DO THIS:
Show each line of the material below that contains the string "face", copying every such line in full. Case counts, so match only that exact capitalization.
====================
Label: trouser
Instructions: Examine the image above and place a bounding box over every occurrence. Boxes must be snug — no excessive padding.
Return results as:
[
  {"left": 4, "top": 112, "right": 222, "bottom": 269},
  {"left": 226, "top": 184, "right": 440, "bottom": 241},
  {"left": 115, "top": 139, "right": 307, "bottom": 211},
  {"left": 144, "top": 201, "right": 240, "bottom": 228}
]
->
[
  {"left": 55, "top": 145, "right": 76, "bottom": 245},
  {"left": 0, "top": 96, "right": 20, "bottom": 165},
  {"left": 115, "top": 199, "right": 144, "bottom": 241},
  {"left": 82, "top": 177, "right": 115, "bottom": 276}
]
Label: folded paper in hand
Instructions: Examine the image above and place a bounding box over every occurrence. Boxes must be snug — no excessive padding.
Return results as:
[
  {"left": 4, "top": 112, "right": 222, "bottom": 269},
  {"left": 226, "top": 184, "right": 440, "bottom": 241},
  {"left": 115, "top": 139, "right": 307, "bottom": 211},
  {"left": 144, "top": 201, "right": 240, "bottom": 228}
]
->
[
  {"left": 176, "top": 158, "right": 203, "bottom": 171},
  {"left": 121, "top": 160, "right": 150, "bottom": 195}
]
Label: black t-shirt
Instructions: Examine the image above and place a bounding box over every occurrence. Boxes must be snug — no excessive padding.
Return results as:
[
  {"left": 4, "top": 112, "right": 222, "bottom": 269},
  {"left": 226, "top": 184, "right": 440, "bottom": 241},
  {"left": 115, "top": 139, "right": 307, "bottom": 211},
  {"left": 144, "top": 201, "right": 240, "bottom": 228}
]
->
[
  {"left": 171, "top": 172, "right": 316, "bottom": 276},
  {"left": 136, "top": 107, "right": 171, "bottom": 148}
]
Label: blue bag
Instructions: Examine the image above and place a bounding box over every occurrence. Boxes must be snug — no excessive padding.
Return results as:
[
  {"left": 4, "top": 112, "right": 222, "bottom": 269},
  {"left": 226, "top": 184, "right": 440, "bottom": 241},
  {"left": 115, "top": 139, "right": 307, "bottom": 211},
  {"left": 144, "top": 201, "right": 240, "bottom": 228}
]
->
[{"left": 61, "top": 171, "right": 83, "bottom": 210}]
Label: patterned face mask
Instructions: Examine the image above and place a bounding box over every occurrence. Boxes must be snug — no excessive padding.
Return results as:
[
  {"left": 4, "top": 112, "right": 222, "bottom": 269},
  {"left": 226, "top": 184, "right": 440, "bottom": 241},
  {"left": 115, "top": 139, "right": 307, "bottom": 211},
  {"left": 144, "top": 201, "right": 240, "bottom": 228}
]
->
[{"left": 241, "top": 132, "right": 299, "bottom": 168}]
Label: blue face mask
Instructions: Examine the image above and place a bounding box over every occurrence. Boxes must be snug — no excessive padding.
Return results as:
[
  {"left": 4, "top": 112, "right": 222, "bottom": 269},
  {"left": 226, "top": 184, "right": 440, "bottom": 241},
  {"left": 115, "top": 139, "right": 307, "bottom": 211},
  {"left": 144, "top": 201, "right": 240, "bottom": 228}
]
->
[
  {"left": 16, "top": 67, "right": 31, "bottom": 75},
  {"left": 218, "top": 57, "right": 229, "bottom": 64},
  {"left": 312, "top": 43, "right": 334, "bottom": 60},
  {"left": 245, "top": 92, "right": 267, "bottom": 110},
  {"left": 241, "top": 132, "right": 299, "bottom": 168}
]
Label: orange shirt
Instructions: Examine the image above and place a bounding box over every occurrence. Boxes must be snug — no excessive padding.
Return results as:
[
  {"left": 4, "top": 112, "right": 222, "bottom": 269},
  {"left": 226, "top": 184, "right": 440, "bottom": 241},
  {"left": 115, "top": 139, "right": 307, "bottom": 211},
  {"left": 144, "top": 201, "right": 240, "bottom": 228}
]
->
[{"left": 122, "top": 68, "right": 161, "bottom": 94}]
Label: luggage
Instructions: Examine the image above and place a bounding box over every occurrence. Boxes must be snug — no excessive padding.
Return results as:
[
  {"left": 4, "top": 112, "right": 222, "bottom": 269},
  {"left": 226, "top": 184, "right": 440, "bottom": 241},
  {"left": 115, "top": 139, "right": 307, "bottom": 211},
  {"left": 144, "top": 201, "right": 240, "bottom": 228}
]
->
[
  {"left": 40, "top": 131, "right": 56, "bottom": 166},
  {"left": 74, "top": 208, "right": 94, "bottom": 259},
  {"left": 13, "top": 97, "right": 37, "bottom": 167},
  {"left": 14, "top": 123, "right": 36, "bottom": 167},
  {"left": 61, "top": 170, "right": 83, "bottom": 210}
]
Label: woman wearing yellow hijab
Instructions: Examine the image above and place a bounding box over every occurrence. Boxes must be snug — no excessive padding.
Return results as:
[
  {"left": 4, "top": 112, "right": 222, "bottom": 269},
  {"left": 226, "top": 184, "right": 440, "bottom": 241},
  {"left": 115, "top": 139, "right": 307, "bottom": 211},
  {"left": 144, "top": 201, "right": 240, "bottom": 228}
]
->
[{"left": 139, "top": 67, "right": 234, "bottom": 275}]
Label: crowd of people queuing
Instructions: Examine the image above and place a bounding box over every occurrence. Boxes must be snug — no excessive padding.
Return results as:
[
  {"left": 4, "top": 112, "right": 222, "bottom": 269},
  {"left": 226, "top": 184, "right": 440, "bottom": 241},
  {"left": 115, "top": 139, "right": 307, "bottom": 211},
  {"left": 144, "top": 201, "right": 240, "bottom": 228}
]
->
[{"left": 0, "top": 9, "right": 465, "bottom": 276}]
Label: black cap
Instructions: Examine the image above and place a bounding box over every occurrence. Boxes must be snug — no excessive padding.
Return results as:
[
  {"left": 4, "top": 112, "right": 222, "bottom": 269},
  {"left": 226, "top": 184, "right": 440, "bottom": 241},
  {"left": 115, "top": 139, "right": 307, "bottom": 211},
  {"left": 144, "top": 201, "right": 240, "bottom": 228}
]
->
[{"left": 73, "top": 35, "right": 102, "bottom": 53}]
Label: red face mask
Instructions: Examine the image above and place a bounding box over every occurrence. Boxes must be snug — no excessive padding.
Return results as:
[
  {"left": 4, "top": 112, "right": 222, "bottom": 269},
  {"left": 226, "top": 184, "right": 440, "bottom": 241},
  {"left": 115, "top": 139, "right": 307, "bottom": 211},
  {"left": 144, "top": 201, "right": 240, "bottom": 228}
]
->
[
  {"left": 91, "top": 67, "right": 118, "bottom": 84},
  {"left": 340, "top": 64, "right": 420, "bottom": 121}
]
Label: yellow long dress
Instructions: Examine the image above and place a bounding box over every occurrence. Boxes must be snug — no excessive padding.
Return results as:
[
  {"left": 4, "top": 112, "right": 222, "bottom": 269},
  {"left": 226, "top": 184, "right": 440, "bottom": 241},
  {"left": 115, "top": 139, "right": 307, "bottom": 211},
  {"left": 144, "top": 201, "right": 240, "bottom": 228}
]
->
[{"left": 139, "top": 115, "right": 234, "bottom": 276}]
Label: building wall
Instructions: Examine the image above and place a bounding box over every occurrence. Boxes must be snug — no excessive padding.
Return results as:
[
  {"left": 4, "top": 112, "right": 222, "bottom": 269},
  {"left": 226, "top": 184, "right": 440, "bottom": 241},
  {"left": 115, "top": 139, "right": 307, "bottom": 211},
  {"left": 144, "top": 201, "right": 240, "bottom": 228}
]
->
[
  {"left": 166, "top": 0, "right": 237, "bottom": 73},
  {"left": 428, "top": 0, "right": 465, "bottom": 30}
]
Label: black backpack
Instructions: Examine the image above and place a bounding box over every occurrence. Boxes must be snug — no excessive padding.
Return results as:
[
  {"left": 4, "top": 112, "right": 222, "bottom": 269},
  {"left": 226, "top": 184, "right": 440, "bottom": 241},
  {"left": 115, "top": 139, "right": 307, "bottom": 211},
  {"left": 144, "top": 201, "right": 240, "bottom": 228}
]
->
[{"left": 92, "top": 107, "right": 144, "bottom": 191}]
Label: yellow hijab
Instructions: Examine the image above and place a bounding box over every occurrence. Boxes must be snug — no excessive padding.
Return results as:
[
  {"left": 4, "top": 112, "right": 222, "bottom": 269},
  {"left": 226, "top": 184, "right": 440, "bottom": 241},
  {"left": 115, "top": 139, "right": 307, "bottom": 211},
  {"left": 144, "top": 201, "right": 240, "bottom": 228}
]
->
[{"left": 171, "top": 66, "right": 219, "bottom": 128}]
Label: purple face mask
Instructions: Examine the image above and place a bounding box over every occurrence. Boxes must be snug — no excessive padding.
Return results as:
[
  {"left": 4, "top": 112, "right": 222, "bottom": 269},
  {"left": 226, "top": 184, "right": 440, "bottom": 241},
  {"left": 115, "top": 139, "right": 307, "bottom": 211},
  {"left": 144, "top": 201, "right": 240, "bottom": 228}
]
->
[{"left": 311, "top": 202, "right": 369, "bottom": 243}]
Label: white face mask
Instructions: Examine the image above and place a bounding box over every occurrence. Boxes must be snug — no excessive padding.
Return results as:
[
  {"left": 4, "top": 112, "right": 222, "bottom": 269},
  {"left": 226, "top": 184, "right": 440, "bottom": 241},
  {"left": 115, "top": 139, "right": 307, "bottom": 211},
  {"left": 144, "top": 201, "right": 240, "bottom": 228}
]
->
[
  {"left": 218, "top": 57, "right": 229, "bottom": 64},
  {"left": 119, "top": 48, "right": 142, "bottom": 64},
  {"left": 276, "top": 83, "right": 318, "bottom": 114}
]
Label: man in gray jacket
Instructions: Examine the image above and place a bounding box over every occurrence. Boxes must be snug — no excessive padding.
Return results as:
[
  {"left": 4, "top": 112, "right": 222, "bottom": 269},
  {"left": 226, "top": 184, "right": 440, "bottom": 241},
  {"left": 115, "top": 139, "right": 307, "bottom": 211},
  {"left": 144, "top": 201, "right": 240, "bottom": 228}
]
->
====================
EXERCISE RESPONSE:
Label: patterned face mask
Label: blue face mask
Label: red face mask
Label: purple face mask
Label: white face mask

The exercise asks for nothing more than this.